What you should do ->
From the records below, copy each line that has the word "window" in it.

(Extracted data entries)
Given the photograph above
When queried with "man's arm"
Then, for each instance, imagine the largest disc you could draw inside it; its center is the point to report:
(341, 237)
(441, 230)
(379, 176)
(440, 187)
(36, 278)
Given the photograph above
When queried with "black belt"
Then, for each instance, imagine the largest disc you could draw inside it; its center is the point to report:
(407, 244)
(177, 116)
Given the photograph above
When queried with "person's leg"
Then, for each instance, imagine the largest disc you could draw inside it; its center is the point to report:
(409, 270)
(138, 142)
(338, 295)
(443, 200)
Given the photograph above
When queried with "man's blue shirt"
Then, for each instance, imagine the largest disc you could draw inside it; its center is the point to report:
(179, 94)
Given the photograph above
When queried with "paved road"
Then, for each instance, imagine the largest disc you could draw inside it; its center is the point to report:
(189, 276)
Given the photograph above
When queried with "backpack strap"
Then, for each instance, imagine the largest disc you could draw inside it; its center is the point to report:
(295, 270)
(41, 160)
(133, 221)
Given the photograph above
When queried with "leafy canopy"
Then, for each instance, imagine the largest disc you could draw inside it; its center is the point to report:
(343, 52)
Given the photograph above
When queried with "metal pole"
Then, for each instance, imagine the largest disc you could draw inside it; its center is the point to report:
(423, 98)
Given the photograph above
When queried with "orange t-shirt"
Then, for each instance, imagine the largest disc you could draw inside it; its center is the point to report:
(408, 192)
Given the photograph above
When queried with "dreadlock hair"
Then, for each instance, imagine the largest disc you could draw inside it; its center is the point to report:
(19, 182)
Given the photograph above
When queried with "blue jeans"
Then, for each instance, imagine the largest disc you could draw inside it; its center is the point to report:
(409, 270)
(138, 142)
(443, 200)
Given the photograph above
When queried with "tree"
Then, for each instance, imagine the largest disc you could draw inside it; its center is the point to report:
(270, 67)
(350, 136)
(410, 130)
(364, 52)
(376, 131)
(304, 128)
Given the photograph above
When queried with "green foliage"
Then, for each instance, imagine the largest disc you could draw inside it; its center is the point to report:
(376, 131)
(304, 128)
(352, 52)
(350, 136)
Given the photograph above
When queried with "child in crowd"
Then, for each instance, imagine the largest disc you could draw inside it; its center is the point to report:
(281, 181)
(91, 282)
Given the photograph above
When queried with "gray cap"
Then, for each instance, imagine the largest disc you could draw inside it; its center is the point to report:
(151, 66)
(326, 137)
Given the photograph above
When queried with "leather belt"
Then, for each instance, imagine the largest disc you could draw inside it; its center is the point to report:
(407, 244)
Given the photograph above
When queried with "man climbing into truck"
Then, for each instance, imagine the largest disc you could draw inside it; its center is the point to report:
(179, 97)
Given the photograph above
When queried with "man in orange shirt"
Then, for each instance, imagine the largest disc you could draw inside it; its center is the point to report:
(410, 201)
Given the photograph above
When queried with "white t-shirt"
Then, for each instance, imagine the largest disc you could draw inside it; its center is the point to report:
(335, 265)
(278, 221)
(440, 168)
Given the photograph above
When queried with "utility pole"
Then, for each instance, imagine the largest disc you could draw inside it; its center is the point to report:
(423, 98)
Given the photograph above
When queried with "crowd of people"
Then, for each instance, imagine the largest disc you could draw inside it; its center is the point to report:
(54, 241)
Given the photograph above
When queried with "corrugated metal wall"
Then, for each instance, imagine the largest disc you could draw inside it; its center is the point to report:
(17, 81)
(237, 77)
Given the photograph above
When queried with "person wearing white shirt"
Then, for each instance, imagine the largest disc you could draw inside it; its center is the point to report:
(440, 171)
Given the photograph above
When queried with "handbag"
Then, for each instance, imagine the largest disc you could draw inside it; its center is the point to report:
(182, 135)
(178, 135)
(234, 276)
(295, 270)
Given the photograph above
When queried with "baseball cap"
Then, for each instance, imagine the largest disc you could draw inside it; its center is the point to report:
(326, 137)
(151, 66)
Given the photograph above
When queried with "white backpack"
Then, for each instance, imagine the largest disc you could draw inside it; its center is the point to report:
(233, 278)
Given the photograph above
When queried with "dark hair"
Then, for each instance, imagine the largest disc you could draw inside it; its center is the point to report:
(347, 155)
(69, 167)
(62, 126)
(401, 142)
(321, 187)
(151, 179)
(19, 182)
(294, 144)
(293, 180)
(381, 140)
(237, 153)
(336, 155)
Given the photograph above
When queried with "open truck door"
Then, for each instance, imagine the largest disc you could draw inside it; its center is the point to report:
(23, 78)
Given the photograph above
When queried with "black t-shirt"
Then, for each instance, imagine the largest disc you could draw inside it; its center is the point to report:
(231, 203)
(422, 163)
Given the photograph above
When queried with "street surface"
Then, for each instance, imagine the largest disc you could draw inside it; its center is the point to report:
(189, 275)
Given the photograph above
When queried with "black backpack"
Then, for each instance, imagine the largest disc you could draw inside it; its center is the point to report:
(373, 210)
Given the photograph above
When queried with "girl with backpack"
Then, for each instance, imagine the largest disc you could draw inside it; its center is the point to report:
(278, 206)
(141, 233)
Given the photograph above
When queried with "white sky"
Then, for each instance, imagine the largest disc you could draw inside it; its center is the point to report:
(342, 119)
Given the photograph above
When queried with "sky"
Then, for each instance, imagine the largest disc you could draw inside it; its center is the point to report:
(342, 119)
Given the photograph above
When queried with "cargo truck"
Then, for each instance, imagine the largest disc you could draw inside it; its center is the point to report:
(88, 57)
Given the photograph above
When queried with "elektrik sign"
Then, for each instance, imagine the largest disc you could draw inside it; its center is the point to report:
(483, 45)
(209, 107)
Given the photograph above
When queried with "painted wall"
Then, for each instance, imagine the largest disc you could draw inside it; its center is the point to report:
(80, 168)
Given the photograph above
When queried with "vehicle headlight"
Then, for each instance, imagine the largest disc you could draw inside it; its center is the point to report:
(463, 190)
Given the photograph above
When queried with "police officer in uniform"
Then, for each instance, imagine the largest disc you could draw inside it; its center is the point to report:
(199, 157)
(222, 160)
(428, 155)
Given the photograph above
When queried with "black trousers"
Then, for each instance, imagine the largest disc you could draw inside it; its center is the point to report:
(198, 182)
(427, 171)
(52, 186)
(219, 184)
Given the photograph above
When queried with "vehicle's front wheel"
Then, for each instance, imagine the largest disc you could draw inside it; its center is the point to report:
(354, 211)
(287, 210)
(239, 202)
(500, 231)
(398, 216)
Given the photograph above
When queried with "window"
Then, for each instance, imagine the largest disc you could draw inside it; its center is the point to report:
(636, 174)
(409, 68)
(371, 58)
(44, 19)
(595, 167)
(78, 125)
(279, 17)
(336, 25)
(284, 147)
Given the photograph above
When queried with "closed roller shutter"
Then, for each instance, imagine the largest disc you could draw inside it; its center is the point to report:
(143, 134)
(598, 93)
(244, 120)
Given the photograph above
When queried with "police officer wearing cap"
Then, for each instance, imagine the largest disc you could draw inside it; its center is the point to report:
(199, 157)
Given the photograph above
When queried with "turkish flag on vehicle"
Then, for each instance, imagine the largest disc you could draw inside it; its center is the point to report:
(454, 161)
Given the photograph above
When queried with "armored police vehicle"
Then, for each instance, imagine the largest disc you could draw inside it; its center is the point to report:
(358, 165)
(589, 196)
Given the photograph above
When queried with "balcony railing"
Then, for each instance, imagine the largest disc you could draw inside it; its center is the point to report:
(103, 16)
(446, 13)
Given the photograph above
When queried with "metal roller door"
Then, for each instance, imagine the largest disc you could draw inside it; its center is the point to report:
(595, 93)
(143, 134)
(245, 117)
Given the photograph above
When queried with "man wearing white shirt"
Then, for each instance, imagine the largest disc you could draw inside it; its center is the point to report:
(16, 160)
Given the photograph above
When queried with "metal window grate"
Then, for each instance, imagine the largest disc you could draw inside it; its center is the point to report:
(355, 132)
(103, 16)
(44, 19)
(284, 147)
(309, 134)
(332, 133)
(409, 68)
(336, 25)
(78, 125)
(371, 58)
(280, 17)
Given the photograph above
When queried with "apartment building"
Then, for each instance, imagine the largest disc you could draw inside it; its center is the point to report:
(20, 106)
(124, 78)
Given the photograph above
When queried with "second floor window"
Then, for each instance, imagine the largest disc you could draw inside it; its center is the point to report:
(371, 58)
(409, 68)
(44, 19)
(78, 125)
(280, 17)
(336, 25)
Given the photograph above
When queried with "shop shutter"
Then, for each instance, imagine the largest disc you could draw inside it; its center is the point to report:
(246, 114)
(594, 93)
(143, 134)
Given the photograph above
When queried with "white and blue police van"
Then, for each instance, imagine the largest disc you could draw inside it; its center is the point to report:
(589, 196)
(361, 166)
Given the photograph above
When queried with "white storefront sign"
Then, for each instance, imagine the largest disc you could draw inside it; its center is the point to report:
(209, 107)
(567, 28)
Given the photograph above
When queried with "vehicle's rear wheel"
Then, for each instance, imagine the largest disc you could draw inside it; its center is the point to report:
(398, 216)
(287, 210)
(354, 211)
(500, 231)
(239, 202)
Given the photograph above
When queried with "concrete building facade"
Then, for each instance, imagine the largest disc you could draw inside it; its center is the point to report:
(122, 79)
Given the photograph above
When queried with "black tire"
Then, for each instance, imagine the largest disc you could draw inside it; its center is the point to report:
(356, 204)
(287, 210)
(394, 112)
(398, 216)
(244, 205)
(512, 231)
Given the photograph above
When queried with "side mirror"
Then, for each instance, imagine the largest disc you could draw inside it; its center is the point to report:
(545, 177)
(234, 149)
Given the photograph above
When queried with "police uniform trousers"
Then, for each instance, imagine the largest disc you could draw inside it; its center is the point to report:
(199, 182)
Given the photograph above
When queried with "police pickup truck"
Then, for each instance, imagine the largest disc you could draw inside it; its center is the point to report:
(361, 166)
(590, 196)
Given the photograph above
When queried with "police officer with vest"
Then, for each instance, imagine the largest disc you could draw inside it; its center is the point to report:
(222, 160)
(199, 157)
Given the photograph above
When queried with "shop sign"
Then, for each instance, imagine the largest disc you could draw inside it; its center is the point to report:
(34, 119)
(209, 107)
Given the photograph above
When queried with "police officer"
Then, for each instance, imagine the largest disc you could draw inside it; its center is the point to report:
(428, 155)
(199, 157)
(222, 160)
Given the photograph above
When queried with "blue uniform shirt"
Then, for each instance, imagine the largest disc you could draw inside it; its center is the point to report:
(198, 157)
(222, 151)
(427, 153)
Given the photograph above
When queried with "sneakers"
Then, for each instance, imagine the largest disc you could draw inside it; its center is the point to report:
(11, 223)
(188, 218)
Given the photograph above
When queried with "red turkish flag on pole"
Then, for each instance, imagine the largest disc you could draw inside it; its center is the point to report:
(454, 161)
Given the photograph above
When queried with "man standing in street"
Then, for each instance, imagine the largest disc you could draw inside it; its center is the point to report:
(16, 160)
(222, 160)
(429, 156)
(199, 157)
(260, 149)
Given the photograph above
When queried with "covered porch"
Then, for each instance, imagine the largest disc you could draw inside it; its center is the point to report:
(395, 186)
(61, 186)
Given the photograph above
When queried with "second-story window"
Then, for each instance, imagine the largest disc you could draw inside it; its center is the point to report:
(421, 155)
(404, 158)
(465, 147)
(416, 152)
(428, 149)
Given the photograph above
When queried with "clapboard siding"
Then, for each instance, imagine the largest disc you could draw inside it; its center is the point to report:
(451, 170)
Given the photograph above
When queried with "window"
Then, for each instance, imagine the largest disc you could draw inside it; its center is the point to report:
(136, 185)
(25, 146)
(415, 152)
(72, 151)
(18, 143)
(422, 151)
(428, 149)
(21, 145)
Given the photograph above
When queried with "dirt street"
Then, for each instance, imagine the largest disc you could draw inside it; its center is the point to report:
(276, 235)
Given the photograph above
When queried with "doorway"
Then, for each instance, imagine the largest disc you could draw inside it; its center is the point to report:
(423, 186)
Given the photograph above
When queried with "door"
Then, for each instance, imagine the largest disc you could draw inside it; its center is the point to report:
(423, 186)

Task output ->
When queried with "window"
When queried with "metal window grate"
When queried with "second floor window"
When queried with "second-story window"
When queried with "window"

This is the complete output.